Também aí , para Nabuco, a questão era o Estado nacional. Se na primeira fase a
unidade da nação dependia da defesa de um sistema de governo (a Monarquia
parlamentar), na segunda ela passa a ter valor em si, independentemente de
regimes, partidos e governantes, um telosabsorvente, sem o qual o futuro se
comprometeria. Se, nos anos abolicionistas, o liberalismo foi convocado para
honrar seus compromissos reformadores humanistas, no final da vida ele
apareceria como alicerce moral de um Estado capaz de defender o território e a
soberania de um povo-nação já num momento mais avançado de constituição.
De modo bem singular, Nabuco expressou aquele tipo de intelectual que Antonio
Gramsci chamou de "orgânico", criado pelos grupos sociais com o objetivo de lhe
dar "homogeneidade e consciência da própria função, não apenas no campo
econômico, mas também no social e político"8. Em sua fase abolicionista, foi
uma criatura dos setores progressistas, modernizantes, que então emergiam com
pretensões hegemônicas. Ajudou a dar eles consciência dos próprios interesses,
um projeto com o qual se apresentar ao mundo. Pôs-se à frente deles.
O Nabuco conservador e nostálgico do pan-americanismo não está mais na
vanguarda da burguesia emergente, como sua consciência possível. Sintoniza-se,
porém, com a classe empiricamente tomada, que abandona a bandeira reformista e
aceita o jogo político oligárquico que se substituirá à Monarquia. De algum
modo, portanto, Nabuco permaneceu com os olhos à frente, buscando criar
condições para a expansão daquela classe. Nas circunstâncias de então, sem
bases para a reforma social ou a adoção de uma orientação econômica
vigorosamente industrializante, a reformulação da política externa configurava-
se como um importante passo para a modernização do país. Desse ponto de vista,
o pan-americanismo do início do século XX representou a tradução para o plano
internacional de certas batalhas modernizadoras que a burguesia se
desinteressara de realizar internamente.
Com efeito, a revolução burguesa que se teve no Brasil foi conservadora, tímida
em seu alcance e jamais contou com classes sociais capazes de lhe dar
fisionomia clara e sustentação. Mas lançou o país em outro patamar. Sem classes
nacionalmente organizadas e sem sociedade civil, foi uma revolução espasmódica,
condicionada por uma dinâmica pouco democrática, "prussiana", autoritária. Um
processo que poderia ser associado às categorias tornadas famosas por Gramsci
da revolução passiva, da revolução-restauração e da revolução sem revolução.

Bloco de dados.
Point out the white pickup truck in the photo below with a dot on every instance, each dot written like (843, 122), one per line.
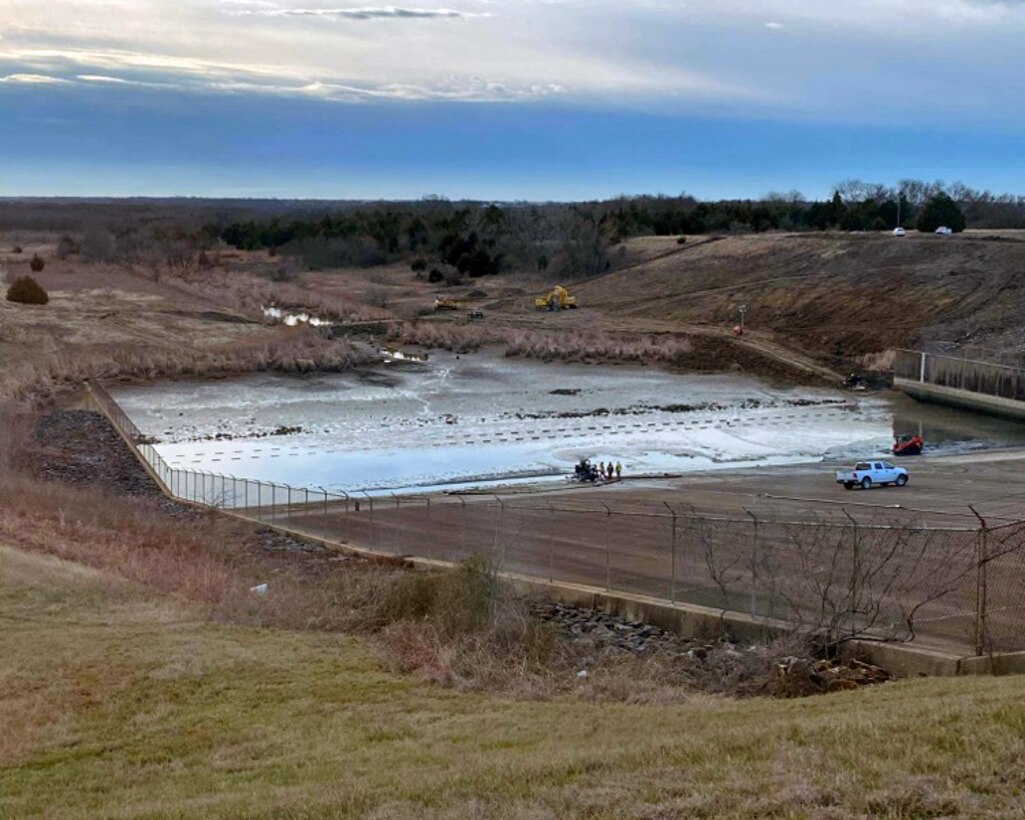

Tarefa 1. Segundo o trecho sobre Nabuco, por que a reformulação da política externa se configurava como um passo importante para a modernização do país? Responda em uma a três frases.
Tarefa 2. Retome o trecho sobre Nabuco e a revolução burguesa no Brasil, dando continuidade ao texto a partir da última frase.

Resposta 1. Nas circunstâncias da época, não havia bases para a reforma social nem para a adoção de uma orientação econômica vigorosamente industrializante. Por isso, o pan-americanismo do início do século XX levou ao plano internacional certas batalhas modernizadoras que a burguesia se desinteressara de realizar internamente.

Resposta 2.
Nabuco certamente não foi um "intelectual orgânico" típico, desses que se
enraízam na experiência viva de uma classe emergente e a impulsionam. Aliás,
não haveria como isso se dar no Brasil, tendo em vista o caráter mesmo de sua
revolução burguesa. Aqui, a burguesia industrial não nasceu à margem da
"aristocracia rural", nem contra ela, mas sim como uma sua extensão e na
dependência dela. Seus intelectuais orgânicos foram, assim, muito mais a imagem
da continuidade que a da ruptura. Os diferentes grupamentos intelectuais,
aliás, tinham em sua vasta maioria um perfil tradicional, ou seja, portavam
autonomia imediata diante das classes sociais e - especialmente no contexto da
segunda metade do século XIX - viam-se como continua dores de histórias e
tradições. Podiam, no entanto, ligar-se seletivamente a movimentos de
contestação da ordem e adotar uma perspectiva de futuro, de "revolução".
A ATUALIDADE DE NABUCO
Vistos assim, em grande angular, a trajetória e o pensamento político de Nabuco
podem sugerir a presença de um personagem que flutuou sobre as diferentes
conjunturas, adaptando-se sem se entregar completamente a elas. O zigue-zague
que marcou sua biografia é de fato algo a ser interrogado: teria sido a
expressão de uma oscilação pessoal, típica de alguém autocentrado e entregue a
causas pessoais, ou foi uma imposição da realidade, dos fatos duros da vida,
imposição essa evidentemente traduzida pelo personagem segundo suas próprias
possibilidades pessoais?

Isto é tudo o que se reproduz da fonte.